▸ **STATED TASK**: Rewrite the listing below as a Markdown table with two columns, No. and Text, giving each non-blank line its own numbered row. Keep the pictures out of the answer.

▸ **RECORDS FOR THE TASK**:

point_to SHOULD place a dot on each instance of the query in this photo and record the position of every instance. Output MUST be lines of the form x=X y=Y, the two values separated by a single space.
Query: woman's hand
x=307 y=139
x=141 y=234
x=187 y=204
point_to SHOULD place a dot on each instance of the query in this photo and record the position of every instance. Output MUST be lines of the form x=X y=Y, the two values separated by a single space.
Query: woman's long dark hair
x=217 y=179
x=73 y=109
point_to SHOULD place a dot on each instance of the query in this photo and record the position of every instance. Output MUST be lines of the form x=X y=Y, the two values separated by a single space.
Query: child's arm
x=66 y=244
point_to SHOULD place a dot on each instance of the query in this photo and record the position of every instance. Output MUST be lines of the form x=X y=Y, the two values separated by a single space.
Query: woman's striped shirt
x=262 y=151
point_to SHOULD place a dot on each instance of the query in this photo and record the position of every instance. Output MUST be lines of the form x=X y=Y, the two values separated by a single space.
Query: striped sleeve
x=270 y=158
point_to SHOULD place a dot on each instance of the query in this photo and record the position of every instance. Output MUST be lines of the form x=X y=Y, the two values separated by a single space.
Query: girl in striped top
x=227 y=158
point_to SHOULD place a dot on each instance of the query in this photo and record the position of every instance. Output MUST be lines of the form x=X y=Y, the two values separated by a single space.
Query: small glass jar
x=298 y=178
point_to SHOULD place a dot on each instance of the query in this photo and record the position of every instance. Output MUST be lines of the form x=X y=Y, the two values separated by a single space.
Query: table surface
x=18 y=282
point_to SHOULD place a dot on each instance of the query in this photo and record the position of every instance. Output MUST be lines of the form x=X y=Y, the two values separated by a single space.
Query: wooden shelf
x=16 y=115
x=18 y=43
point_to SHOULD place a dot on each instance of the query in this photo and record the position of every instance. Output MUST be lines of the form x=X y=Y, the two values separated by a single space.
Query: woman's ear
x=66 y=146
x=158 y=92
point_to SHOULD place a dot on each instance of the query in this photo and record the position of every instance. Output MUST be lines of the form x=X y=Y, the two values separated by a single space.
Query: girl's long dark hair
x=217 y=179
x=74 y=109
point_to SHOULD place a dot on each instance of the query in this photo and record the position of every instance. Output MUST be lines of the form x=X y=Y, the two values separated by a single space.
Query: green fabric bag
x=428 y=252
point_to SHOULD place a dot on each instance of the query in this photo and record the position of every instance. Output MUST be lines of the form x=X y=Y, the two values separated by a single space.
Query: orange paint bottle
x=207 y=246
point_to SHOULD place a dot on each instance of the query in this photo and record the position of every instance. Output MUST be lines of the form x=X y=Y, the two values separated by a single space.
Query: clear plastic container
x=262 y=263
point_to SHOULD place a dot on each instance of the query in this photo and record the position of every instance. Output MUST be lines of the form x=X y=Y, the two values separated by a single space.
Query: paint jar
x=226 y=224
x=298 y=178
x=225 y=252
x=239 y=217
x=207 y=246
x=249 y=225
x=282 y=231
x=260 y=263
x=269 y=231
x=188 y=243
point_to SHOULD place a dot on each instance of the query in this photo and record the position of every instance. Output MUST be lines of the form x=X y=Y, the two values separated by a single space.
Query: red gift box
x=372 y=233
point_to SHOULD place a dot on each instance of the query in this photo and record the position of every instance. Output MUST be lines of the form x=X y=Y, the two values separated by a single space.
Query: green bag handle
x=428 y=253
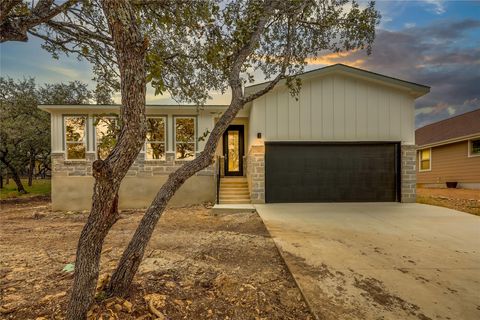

▸ **TASK SOLUTION**:
| No. | Text |
|---|---|
| 1 | point_to SHOULD place a dot on each instance of the query in this photo and record the position of every instance. Output MUST be lines of the form x=X y=Y, the two values separated by a single space. |
| 2 | Query: woman's hand |
| 3 | x=307 y=139 |
| 4 | x=141 y=234 |
| 5 | x=187 y=204 |
| 6 | point_to SHOULD place a dot on each instance of the query in this photo and record the position of every instance. Output MUST be lines of the form x=X y=Y, the two values separated by a single space. |
| 7 | Query: woman's long dark hair |
| 8 | x=217 y=179 |
| 9 | x=73 y=109 |
| 10 | point_to SHOULD place a dot on each instance of the query in this photo and record the position of every instance. Output MUST be lines of the form x=X y=Y, the two values separated by a single space. |
| 11 | Query: child's arm |
| 12 | x=66 y=244 |
| 13 | point_to SHOULD place a dot on each instance of the query in this photo and record the position of every instance. Output MUST be lines of the form x=X y=Y, the two values separated by a single space. |
| 14 | Query: woman's striped shirt |
| 15 | x=262 y=151 |
| 16 | point_to SHOULD place a dot on each instance of the query in this photo and record the position of every instance. Output MUST be lines of the form x=X y=Y, the two values separated by a single space. |
| 17 | Query: striped sleeve |
| 18 | x=270 y=158 |
| 19 | point_to SHOULD place a dot on each instance of the query in this photo and record the position of every instance. Output MUST be lines of the form x=X y=Y, the two values separated by a single space. |
| 20 | Query: girl in striped top |
| 21 | x=227 y=158 |
| 22 | point_to SHOULD place a dot on each instance of the query in this photo and record the position of every instance. Output MUST be lines of the form x=X y=Y, the two values separated by a single space. |
| 23 | Query: small glass jar |
| 24 | x=298 y=178 |
| 25 | point_to SHOULD place a dot on each instance of the query in this photo and record the position of every instance. Output MUST be lines of the form x=X y=Y, the two values separated by a single space. |
| 26 | Query: table surface |
| 27 | x=18 y=282 |
| 28 | point_to SHOULD place a dot on each instance of the query in this photo and record the position of every instance. Output MUST be lines of the form x=X y=Y, the two values separated by a single space. |
| 29 | Query: wooden shelf |
| 30 | x=16 y=115 |
| 31 | x=18 y=43 |
| 32 | point_to SHOULD place a dot on each instance of the query in this photo and record the position of every instance. Output MUST be lines of the form x=X y=Y, the two values separated by a single space. |
| 33 | Query: woman's ear |
| 34 | x=66 y=146 |
| 35 | x=158 y=92 |
| 36 | point_to SHOULD place a dot on each instance of the query in this photo and record the position of every instance. Output MUST be lines of the form x=X y=Y, the two values separated by a single space. |
| 37 | Query: girl's long dark hair |
| 38 | x=217 y=179 |
| 39 | x=74 y=109 |
| 40 | point_to SHOULD place a dot on each instance of the query in this photo and record the position of every instance. Output MUST be lines of the form x=X y=Y, the two values separated by a single space. |
| 41 | Query: green fabric bag |
| 42 | x=428 y=252 |
| 43 | point_to SHOULD place a dot on each instance of the query in this photo and record the position of every instance. Output MUST be lines of the form x=X y=Y, the two values separated by a single space. |
| 44 | Query: orange paint bottle |
| 45 | x=207 y=246 |
| 46 | point_to SHOULD place a dot on each instance of the query in this photo and record the position of every instance. Output MUST be lines of the form x=X y=Y, the two values separated by a single space. |
| 47 | Query: clear plastic container |
| 48 | x=262 y=263 |
| 49 | point_to SHOULD place a dot on each instance of the query in this photo and record the position of every instance. Output MUST be lines of the form x=X y=Y, the two values separated by a single space. |
| 50 | Query: paint jar |
| 51 | x=226 y=224 |
| 52 | x=298 y=178 |
| 53 | x=225 y=252 |
| 54 | x=239 y=217 |
| 55 | x=207 y=246 |
| 56 | x=249 y=225 |
| 57 | x=282 y=231 |
| 58 | x=260 y=263 |
| 59 | x=269 y=231 |
| 60 | x=188 y=243 |
| 61 | point_to SHOULD place a dot on each instance of the query in this photo and record the position of every instance. Output MUST be lines of the form x=X y=Y, the two values separated by a single space. |
| 62 | Query: red gift box |
| 63 | x=372 y=233 |
| 64 | point_to SHOULD place a dot on each instance of the query in this photo and record the position of every instance. Output MUST be lines of the form x=X y=Y, the two values separated by a single space. |
| 65 | Query: green bag handle |
| 66 | x=428 y=253 |